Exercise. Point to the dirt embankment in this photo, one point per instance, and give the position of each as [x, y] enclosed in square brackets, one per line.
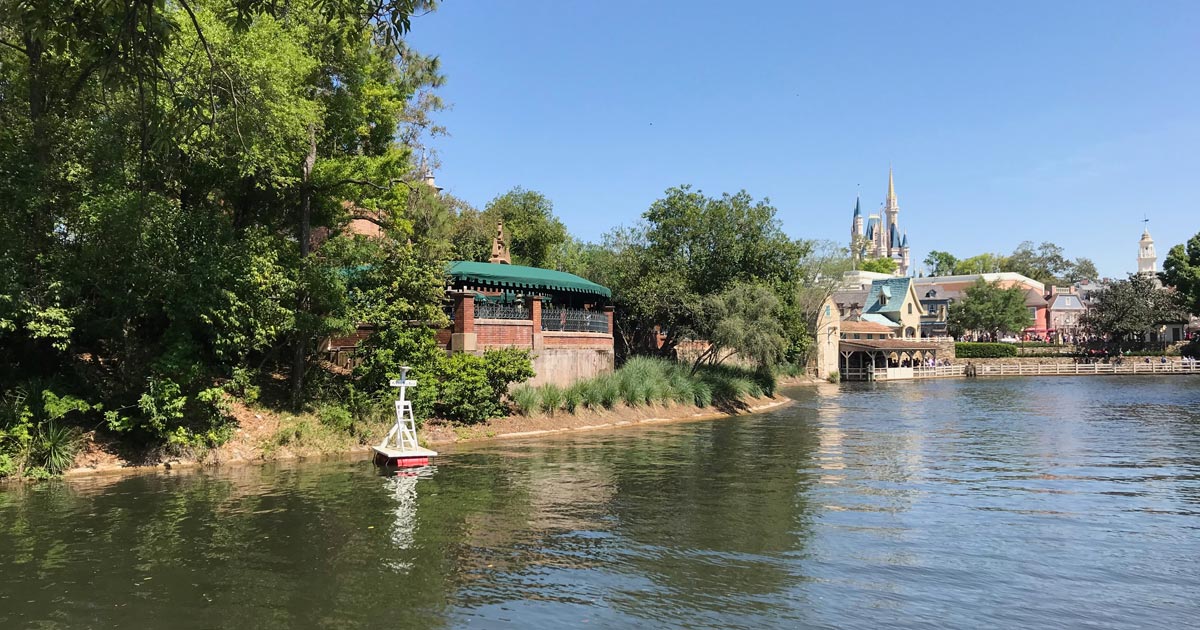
[264, 436]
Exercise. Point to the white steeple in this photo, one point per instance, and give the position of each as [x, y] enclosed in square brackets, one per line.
[1146, 256]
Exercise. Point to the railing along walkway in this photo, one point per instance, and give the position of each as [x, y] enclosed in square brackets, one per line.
[1025, 370]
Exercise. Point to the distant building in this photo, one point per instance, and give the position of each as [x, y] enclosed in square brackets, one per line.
[880, 237]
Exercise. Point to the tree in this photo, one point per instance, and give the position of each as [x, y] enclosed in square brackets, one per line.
[1127, 309]
[987, 307]
[984, 263]
[1182, 271]
[1081, 269]
[940, 263]
[529, 223]
[688, 247]
[879, 265]
[172, 171]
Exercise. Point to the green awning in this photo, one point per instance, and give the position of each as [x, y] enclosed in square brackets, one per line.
[525, 277]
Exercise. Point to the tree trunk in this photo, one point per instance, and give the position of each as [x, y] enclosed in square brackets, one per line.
[299, 357]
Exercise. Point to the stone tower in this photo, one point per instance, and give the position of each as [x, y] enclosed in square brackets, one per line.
[1146, 256]
[892, 209]
[856, 232]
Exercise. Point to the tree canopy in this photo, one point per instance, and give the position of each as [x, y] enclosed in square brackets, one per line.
[1128, 309]
[988, 307]
[879, 265]
[1181, 270]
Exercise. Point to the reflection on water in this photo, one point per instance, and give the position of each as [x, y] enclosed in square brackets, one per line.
[1009, 503]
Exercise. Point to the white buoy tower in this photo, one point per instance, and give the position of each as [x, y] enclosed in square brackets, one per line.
[400, 447]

■ ■ ■ ■ ■

Transcribe the material as is, with images omitted.

WRITTEN ANSWER:
Exercise. Point to the dirt embankment in this photo, one point per instance, and give the position of each as [x, y] enclosed in square brackets, one per line.
[264, 436]
Exercise. Point to the white steeple in this photo, one point per instance, and give the position of each as [x, y] enclosed in square brackets, one per line.
[1146, 256]
Exercise. Point to the railing along walkway in this photo, one point per instance, and give the position of each as [x, y] enclosed in square brackets, one per line.
[1025, 370]
Exercise. Point to the distant building in this photo, one point per instance, and give the position of each as [x, y] enclosed in square brackets, one per line.
[880, 237]
Exercise. Point to the tree in this photo, one point per instance, and give the position of each as [x, y] enclosed in square brackets, one per line.
[1127, 309]
[987, 307]
[984, 263]
[1182, 271]
[1081, 269]
[940, 263]
[529, 223]
[688, 247]
[879, 265]
[172, 171]
Exercise. Point to the green awning in this photo, one point per instance, and give the position of each as [x, y] enclosed in square brackets, one per line.
[525, 277]
Exercise. Point to the tree trunk in this photo, one point per instance, and give the position of each as [x, y] enclosed in square brackets, one per line.
[299, 357]
Exercise. Point to the stone tower in this photo, one point per instance, and give the position of each as [x, y] enclosed in square brackets, one per line.
[1146, 256]
[892, 209]
[856, 232]
Exercise. Point to the tree canopy in this photo, one point per instance, and give the position of each as [x, y] enclosed in square brackets, one per line.
[1128, 309]
[988, 307]
[879, 265]
[1181, 270]
Exercise. Point to the reflection on water in this photo, one point per instance, and give the position of each as [x, y] enclosed in square brackets, one per line.
[1009, 503]
Exercise. Point to the white buoy tower in this photo, one point per instance, and give the position of each as [x, y] enclosed in square brackets, one per line.
[400, 447]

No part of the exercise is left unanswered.